**Goal**
The output should consist solely of the line containing "In this photo, where can the water in" and the lines that follow it through the end of the data below.

[Records from a dataset]
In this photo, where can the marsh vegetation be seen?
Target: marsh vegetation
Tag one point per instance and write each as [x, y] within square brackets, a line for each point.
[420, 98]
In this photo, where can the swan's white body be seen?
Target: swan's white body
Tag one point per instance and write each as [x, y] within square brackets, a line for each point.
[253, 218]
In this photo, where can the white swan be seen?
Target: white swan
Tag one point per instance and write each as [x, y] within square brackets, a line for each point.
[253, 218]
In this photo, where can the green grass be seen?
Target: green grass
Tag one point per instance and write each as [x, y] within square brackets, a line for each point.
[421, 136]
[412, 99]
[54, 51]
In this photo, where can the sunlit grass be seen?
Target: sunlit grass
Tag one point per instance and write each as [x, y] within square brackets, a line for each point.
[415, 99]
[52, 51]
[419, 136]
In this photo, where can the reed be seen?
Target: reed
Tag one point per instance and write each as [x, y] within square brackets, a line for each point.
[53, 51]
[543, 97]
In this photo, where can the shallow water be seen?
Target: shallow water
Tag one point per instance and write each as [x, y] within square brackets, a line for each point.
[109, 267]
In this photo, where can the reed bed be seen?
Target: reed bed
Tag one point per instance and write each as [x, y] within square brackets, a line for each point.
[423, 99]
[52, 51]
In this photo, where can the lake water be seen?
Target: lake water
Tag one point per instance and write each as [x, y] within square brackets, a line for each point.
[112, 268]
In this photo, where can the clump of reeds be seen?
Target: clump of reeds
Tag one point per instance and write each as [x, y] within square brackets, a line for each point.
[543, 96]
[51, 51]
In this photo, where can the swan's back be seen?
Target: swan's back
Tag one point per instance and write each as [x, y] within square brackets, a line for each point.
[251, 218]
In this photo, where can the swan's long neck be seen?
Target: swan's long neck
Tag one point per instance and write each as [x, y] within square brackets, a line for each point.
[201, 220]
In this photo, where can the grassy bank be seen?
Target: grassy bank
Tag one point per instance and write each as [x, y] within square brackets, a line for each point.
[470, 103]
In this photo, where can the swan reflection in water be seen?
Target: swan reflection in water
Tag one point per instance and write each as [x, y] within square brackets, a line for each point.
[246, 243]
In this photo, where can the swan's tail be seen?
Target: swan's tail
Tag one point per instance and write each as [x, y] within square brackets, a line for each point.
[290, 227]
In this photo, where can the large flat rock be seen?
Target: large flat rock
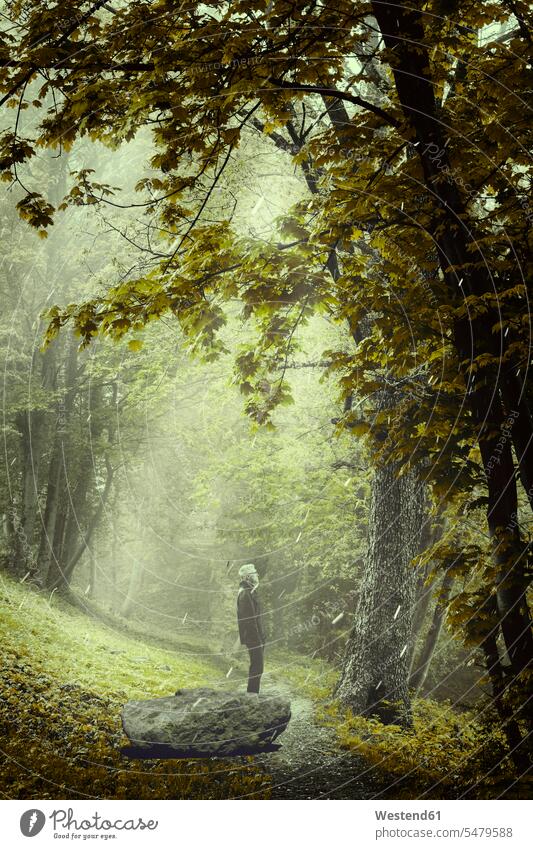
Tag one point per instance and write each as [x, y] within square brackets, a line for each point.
[203, 722]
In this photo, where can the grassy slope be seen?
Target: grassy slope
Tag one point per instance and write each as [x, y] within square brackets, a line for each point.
[65, 678]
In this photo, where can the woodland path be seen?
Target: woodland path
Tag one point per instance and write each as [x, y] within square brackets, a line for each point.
[310, 764]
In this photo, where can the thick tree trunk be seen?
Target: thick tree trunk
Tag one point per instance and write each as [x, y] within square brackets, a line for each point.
[465, 274]
[518, 747]
[375, 675]
[421, 666]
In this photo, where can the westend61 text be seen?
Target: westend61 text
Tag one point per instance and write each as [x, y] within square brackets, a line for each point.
[407, 815]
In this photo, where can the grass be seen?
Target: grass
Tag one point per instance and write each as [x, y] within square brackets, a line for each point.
[64, 681]
[445, 755]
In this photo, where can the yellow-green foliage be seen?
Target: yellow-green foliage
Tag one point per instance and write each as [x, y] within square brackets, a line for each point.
[445, 753]
[313, 678]
[61, 694]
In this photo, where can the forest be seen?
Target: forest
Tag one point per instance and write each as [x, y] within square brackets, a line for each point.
[265, 280]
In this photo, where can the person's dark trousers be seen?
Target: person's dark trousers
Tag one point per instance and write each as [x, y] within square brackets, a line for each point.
[256, 668]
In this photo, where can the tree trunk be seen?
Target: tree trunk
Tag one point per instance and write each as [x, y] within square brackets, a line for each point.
[375, 675]
[465, 274]
[517, 744]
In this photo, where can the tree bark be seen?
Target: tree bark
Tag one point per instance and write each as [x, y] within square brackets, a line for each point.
[464, 271]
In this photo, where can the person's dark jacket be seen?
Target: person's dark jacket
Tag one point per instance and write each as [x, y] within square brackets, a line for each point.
[249, 616]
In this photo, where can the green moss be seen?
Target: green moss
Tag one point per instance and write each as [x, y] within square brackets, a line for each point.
[65, 679]
[445, 754]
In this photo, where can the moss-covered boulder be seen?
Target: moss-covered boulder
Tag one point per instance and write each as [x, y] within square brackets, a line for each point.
[203, 722]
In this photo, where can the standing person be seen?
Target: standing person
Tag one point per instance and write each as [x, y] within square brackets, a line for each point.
[250, 622]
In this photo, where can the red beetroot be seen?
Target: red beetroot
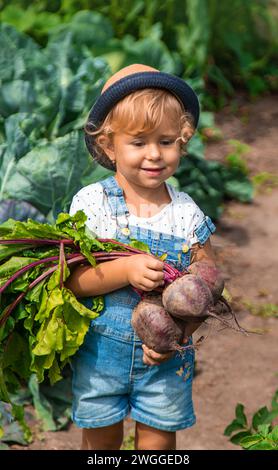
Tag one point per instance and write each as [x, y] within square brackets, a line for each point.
[211, 275]
[187, 296]
[155, 327]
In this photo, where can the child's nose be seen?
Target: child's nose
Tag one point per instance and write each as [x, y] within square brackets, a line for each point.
[154, 151]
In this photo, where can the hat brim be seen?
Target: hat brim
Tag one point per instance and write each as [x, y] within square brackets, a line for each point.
[138, 81]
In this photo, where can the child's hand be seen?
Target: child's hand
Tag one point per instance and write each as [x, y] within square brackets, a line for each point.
[152, 358]
[145, 272]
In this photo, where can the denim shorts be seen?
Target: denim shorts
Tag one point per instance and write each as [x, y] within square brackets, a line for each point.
[111, 381]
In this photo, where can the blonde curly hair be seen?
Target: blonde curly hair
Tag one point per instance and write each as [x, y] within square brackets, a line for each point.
[140, 112]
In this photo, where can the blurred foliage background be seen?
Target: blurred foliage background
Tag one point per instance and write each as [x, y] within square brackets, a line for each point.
[55, 57]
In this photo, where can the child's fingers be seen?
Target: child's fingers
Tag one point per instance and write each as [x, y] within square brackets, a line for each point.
[154, 356]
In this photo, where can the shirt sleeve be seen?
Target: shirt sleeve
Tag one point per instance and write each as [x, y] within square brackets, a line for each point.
[200, 226]
[89, 200]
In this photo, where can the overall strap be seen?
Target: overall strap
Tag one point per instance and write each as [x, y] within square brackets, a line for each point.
[115, 197]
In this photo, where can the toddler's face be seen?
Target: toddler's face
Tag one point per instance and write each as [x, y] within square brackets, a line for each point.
[147, 159]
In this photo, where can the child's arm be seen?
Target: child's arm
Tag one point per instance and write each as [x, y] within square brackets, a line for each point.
[87, 281]
[202, 253]
[198, 253]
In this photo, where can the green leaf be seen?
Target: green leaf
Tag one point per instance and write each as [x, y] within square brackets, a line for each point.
[42, 406]
[263, 429]
[236, 438]
[261, 417]
[240, 415]
[48, 176]
[274, 434]
[233, 426]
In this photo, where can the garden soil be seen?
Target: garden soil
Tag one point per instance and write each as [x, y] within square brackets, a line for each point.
[232, 368]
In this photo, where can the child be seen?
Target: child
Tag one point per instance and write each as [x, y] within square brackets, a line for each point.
[137, 127]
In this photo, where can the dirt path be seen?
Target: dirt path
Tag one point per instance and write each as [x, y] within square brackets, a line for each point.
[232, 368]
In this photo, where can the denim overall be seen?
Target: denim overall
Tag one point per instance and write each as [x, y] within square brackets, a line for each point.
[110, 379]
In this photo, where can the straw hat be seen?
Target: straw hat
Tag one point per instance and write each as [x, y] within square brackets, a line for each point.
[127, 80]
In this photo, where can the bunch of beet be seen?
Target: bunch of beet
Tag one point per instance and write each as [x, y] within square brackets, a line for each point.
[161, 320]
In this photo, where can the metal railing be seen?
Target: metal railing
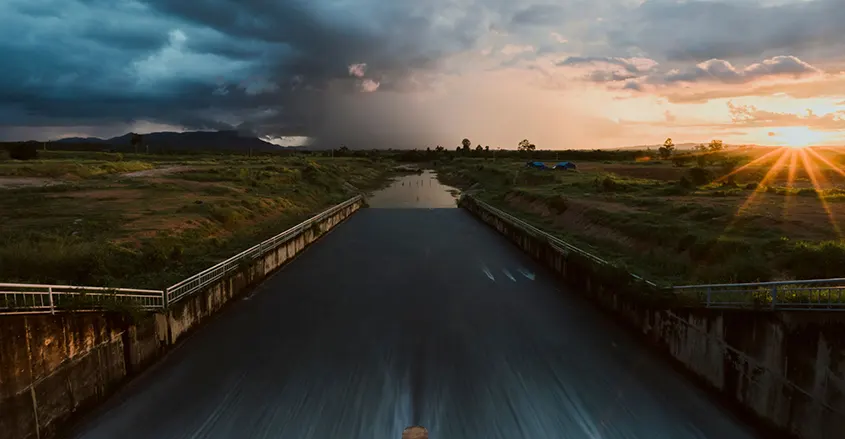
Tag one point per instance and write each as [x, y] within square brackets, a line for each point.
[559, 244]
[39, 299]
[212, 274]
[794, 295]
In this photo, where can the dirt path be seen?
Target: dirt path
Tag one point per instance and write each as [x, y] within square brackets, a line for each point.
[22, 182]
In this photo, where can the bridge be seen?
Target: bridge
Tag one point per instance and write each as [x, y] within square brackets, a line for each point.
[410, 312]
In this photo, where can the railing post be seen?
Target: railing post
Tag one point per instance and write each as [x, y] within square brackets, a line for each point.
[774, 296]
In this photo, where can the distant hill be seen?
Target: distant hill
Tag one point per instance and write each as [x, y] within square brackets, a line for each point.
[191, 141]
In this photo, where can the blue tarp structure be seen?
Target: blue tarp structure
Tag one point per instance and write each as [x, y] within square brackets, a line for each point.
[565, 165]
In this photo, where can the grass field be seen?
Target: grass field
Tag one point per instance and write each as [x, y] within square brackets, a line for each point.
[91, 218]
[743, 216]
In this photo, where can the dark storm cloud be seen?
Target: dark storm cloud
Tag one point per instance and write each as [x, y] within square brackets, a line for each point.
[211, 63]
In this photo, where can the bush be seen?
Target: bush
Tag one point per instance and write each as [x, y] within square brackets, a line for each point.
[809, 260]
[700, 176]
[23, 151]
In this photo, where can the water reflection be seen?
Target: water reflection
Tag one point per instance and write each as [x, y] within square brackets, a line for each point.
[415, 191]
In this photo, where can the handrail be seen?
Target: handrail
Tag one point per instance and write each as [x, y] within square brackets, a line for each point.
[17, 298]
[760, 284]
[811, 294]
[804, 295]
[554, 240]
[194, 283]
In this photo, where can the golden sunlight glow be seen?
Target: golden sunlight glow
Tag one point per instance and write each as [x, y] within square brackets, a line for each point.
[790, 160]
[798, 137]
[816, 177]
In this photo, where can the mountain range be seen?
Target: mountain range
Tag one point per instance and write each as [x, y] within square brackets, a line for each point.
[187, 141]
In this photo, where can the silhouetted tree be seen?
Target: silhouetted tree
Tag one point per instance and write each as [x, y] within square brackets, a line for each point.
[136, 141]
[667, 149]
[716, 145]
[525, 145]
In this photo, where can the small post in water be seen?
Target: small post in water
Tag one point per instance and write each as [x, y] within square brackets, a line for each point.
[415, 432]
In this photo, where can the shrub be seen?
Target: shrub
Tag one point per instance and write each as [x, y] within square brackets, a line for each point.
[23, 151]
[700, 176]
[809, 260]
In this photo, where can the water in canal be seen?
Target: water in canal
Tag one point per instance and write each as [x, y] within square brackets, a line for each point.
[415, 191]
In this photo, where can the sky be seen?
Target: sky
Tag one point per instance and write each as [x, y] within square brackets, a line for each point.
[415, 74]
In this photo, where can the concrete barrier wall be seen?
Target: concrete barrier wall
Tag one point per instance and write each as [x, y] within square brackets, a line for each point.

**Final result**
In this photo, where can the water in canal be seen?
Target: water in canal
Tag one point per instance and write each as [x, y] within square brackets, a line for each point.
[415, 191]
In this photo, where can the sky be seen?
Target: sky
Tag one point per instance and write each as [x, y] within square brackets, a line for each point.
[415, 74]
In this photo, where can the concrete barrier wall be seen?
Target: concrete barrier wall
Tag one point per instance and write each as [x, y] within square brackets, a line for each point.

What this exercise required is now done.